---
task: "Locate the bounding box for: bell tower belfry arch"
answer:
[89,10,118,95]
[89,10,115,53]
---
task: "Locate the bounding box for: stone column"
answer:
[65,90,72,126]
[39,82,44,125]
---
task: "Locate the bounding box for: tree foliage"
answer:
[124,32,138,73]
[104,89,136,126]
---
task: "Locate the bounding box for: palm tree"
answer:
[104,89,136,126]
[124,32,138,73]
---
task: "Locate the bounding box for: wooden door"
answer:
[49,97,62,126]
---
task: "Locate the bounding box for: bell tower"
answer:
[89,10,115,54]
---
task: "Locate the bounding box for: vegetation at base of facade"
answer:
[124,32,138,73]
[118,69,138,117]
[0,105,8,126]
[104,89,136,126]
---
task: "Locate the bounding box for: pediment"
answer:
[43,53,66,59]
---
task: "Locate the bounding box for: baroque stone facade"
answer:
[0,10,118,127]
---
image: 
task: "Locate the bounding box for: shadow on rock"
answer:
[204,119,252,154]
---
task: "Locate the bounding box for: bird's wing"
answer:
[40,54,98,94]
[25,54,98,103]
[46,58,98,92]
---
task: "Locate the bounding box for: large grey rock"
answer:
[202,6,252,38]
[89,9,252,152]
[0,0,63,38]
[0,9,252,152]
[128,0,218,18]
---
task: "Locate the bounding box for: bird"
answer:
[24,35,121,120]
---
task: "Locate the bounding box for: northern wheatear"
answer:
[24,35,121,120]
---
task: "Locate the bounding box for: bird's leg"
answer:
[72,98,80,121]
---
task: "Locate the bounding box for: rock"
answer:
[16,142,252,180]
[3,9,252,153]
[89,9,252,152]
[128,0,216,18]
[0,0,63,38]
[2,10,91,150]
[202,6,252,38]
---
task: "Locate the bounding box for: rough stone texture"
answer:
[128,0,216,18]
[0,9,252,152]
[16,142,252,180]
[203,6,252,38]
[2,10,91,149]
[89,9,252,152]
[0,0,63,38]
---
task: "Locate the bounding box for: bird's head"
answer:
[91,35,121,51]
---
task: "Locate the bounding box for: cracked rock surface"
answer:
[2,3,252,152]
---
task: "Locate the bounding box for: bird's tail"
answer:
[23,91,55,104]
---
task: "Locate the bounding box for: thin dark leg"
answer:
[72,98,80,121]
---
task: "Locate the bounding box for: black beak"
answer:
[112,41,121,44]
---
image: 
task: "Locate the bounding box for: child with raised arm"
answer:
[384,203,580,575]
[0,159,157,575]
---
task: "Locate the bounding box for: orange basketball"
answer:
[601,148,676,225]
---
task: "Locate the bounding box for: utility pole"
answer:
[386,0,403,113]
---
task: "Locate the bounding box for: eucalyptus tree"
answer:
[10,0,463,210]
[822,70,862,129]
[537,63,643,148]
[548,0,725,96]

━━━━━━━━

Extract the data exactly as given.

---
task: "Locate the bounding box for: bell tower belfry arch"
answer:
[89,10,118,95]
[89,10,115,53]
---
task: "Locate the bounding box for: stone column"
answer:
[65,90,72,126]
[39,82,44,125]
---
task: "Locate the bounding box for: tree foliage"
answer:
[124,32,138,73]
[104,89,136,126]
---
task: "Locate the bounding box for: palm tree"
answer:
[104,89,136,126]
[124,32,138,73]
---
task: "Locate the bounding box for: wooden door"
answer:
[49,97,62,126]
---
task: "Locate the bounding box for: bell tower"
answer:
[89,10,115,54]
---
task: "Locate the bounding box for: vegetation at base of facade"
answer:
[124,32,138,73]
[118,69,138,117]
[0,105,8,126]
[104,89,136,126]
---
task: "Locate the bounding box for: pediment"
answer:
[43,53,66,59]
---
task: "Locate the bounding box for: baroque stone facade"
answer:
[0,10,118,127]
---
image: 
task: "Locate the bounding box for: shadow on rock"
answer:
[204,119,252,154]
---
task: "Locate the bounding box for: bird's wing"
answer:
[40,54,98,94]
[25,54,98,103]
[46,58,98,92]
---
task: "Locate the bounding box for: large grey rock"
answer:
[202,6,252,38]
[89,9,252,152]
[0,0,63,38]
[0,9,252,152]
[128,0,218,18]
---
task: "Locate the bounding box for: bird"
answer:
[24,35,121,120]
---
task: "Locate the bounding box for: northern wheatear"
answer:
[24,35,121,120]
---
task: "Locate the bounding box for: bird's leg"
answer:
[72,98,80,121]
---
task: "Locate the bounding box for: rock"
answer:
[16,142,252,180]
[3,9,252,153]
[89,9,252,152]
[128,0,216,18]
[0,0,63,38]
[2,10,91,150]
[202,6,252,38]
---
task: "Locate the bounding box for: rough stone texture"
answer:
[128,0,216,18]
[0,9,252,152]
[16,142,252,180]
[203,6,252,38]
[2,10,91,149]
[89,9,252,152]
[0,0,63,38]
---
task: "Locate the bounding box for: bird's head"
answer:
[91,35,121,51]
---
task: "Locate the bounding box for: cracked rock surface"
answer:
[2,3,252,152]
---
task: "Locate the bounding box for: bird's tail"
answer:
[23,91,55,104]
---
task: "Locate the bounding box for: thin dark leg"
answer:
[72,98,80,121]
---
task: "Locate the bounding box for: black beak"
answer:
[112,41,121,44]
---
image: 
task: "Locate the bounding box for: child with raised arm"
answer:
[384,203,580,575]
[0,159,157,575]
---
task: "Locate the bounding box for: orange basketball"
answer:
[601,148,676,225]
---
task: "Locate the bounding box for: utility pole"
answer:
[386,0,403,113]
---
task: "Locate the bounding box for: eucalyptus tree"
answer:
[10,0,463,210]
[822,70,862,129]
[537,63,643,148]
[548,0,725,96]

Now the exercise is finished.